» Objective
Reproduce the entire listing below, requests included, increasing every x and y coordinate in the answer points by 77. Leave the sample coordinates in the requests unchanged.

» Records of coordinate annotations

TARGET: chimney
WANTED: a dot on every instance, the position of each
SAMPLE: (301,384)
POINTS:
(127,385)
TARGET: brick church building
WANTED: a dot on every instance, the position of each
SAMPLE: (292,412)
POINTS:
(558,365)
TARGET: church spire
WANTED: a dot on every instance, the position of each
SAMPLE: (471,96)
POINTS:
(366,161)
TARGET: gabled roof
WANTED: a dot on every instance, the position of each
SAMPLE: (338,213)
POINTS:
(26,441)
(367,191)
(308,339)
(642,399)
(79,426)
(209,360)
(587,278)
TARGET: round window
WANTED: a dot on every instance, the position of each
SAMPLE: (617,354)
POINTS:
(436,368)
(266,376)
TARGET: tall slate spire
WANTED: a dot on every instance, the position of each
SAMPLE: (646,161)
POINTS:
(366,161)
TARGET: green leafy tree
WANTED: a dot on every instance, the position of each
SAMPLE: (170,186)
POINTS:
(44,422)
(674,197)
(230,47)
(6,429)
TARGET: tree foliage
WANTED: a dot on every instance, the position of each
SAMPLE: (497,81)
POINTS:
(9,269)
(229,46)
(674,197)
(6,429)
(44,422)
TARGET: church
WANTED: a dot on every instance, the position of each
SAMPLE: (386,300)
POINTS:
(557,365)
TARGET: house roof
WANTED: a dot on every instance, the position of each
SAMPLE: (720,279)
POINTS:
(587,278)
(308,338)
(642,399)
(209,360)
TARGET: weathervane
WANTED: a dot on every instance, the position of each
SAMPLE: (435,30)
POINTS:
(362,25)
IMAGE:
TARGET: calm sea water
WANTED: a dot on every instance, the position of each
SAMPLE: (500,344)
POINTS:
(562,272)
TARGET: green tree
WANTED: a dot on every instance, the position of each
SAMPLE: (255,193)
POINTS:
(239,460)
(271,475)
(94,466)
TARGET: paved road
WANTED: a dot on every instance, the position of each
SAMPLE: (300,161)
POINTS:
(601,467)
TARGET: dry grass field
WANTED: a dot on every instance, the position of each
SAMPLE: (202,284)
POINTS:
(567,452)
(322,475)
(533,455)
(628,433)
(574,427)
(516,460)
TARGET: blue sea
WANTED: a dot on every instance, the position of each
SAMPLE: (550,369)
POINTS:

» Correct result
TARGET: chimney
WANTED: a dot on every instance, the position of each
SAMPLE: (301,384)
POINTS:
(204,462)
TARGET: brick church building
WANTED: a dot on every instance, the position of each
SAMPLE: (292,412)
POINTS:
(635,442)
TARGET: church spire
WANTED: a dot on every instance, the position of each
SAMPLE: (471,96)
POINTS:
(443,238)
TARGET: gabled roof
WANTED: a dot on every instance, the position of each
SAMPLE: (338,213)
POINTS:
(103,518)
(444,268)
(385,416)
(719,476)
(156,503)
(286,437)
(664,355)
TARGET: round window
WANTED: a dot on every instance, the position of each
SAMPLE: (617,354)
POINTS:
(513,445)
(343,453)
TARGET: tall slate spire
WANTED: a dot on every instance, the position of each
SAMPLE: (646,161)
POINTS:
(443,238)
TARGET: green leafy tree
WANTED: a dot on every instance, the position of each
SAMPLE: (170,186)
POINTS:
(121,499)
(751,274)
(307,124)
(83,506)
TARGET: tree foliage
WANTED: a dot on every instance, the position of each
SAMPLE: (497,81)
POINTS:
(86,346)
(306,123)
(751,274)
(83,506)
(121,499)
TARGET: church
WANTED: a dot on every instance, the position of each
SAMPLE: (386,300)
POINTS:
(634,442)
TARGET: house roof
WANTED: a dot on every instance, the position of each
SAMPLE: (720,279)
POINTS:
(664,355)
(385,415)
(719,476)
(286,437)
TARGET: weathervane
WANTED: a dot on every instance, the position of each
SAMPLE: (435,30)
POINTS:
(439,102)
IMAGE:
TARGET: calm sea water
WANTED: a dot on every instance, the position of each
SAMPLE: (500,344)
POINTS:
(639,349)
TARGET: green tree
WANTED: a dot on every instance, the position of each
SAMPLE: (255,193)
POINTS:
(316,537)
(348,552)
(171,543)
TARGET: paved road
WANTED: a dot on every instance, the position of each
SAMPLE: (300,161)
POINTS:
(678,544)
TARGET: dry grass field
WANTED: a dot on every instance, the position of each
SAMPLE: (202,284)
POINTS:
(644,529)
(399,552)
(610,532)
(705,510)
(651,504)
(593,537)
TARGET: blue sea
WANTED: a dot on every instance, the position of each
SAMPLE: (550,369)
POINTS:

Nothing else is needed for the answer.